— Begin AVAILABLE DATA —

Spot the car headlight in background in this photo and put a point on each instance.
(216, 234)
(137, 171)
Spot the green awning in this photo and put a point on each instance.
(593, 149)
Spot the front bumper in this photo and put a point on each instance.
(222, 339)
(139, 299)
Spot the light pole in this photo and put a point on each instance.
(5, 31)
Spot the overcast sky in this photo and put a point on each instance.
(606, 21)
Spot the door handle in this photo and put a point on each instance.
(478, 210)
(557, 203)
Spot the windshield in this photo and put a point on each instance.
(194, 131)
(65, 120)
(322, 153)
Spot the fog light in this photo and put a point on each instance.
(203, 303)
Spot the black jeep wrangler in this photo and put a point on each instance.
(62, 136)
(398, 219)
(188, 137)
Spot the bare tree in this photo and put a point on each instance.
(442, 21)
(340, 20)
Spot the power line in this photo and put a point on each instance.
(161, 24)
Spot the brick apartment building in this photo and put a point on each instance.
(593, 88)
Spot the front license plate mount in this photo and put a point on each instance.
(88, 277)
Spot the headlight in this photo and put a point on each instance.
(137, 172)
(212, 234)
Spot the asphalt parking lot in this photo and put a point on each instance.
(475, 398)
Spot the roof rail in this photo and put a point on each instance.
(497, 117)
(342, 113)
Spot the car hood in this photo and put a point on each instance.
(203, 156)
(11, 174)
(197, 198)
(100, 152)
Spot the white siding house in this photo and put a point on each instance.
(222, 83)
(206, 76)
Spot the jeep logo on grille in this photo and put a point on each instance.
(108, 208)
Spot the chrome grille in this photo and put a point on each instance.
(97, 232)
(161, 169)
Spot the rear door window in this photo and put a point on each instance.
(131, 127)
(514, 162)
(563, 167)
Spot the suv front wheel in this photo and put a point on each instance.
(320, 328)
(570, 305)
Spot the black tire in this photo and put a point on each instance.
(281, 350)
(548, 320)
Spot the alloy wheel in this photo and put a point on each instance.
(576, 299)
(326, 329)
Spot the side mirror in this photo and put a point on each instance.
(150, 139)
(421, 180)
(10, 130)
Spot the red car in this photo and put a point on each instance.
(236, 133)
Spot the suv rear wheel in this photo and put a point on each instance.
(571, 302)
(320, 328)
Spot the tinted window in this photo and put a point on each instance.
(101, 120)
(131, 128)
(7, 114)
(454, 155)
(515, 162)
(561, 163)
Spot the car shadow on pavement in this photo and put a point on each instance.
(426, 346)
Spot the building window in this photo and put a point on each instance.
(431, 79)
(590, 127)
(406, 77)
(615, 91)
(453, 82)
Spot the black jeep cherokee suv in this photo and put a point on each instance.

— End AVAILABLE DATA —

→ **AIM**
Exact copies of all the records are required.

→ **RESULT OF THE EXERCISE**
Spot the car headlight in background in this photo and put a point on each instance.
(216, 234)
(137, 171)
Spot the green awning in this photo and put a point on each instance.
(593, 149)
Spot the front bumper in this photo and put a point on each instance.
(222, 339)
(139, 299)
Spot the light pole in this photo and put a point on each instance.
(5, 31)
Spot the overcast sky in this photo and put a point on each instance.
(606, 21)
Spot the door handle in this photo and put a point on each instance.
(478, 210)
(557, 203)
Spot the windshield in this photo and put a point on each instance.
(194, 131)
(65, 120)
(322, 153)
Spot the fog light in this photo and put a point on each instance.
(203, 303)
Spot the black jeep wrangler in this photo and put a point on each instance.
(62, 136)
(398, 219)
(188, 137)
Spot the bare tree in this photo and put a point on each instance.
(442, 21)
(340, 20)
Spot the power line in this photo and put a point on each instance.
(161, 24)
Spot the brick apartment building in this photo and put a point on each instance.
(593, 88)
Spot the front license plate mount in this photo and put a point on each instance.
(88, 277)
Spot the headlight in this photo and put a point on each instance.
(137, 172)
(212, 234)
Spot the asphalt parking lot in this photo and put a point on each instance.
(475, 398)
Spot the roof rail in this photo and put a point on each instance.
(497, 117)
(342, 113)
Spot the car hood in this photo and put a point on each instance.
(203, 156)
(11, 174)
(197, 198)
(100, 152)
Spot the white siding house in this photo and put a point on each instance.
(222, 83)
(206, 76)
Spot the jeep logo on grille in this photo and put a point on each instance.
(108, 208)
Spot the chrome grille in this photo and put a point on each instance.
(97, 232)
(161, 169)
Spot the rear door window in this photo and put a point on each instance.
(131, 127)
(514, 162)
(563, 167)
Spot the suv front wheel in this photo and put a point on each instance.
(320, 328)
(570, 305)
Spot the black tire in this photo and put a point on each instance.
(281, 350)
(548, 320)
Spot the alloy wheel in this photo and put a point on each instance.
(576, 299)
(326, 329)
Spot the side mirror in this photo and put a point on each instance.
(150, 139)
(421, 180)
(10, 130)
Spot the red car in this photo and put a point on each instance.
(236, 133)
Spot the suv rear wheel in this photo and put a point on each instance.
(571, 302)
(320, 328)
Spot the tinted window in this photo and put a point on each instance.
(101, 120)
(131, 128)
(7, 114)
(454, 155)
(515, 162)
(561, 163)
Spot the car shadow on pavement in this photo and put a point on each instance.
(426, 346)
Spot the building window in this photo and put a point on each instance.
(431, 79)
(590, 127)
(406, 77)
(615, 91)
(453, 82)
Spot the black jeep cherokee suv in this photo and put a point on each instance.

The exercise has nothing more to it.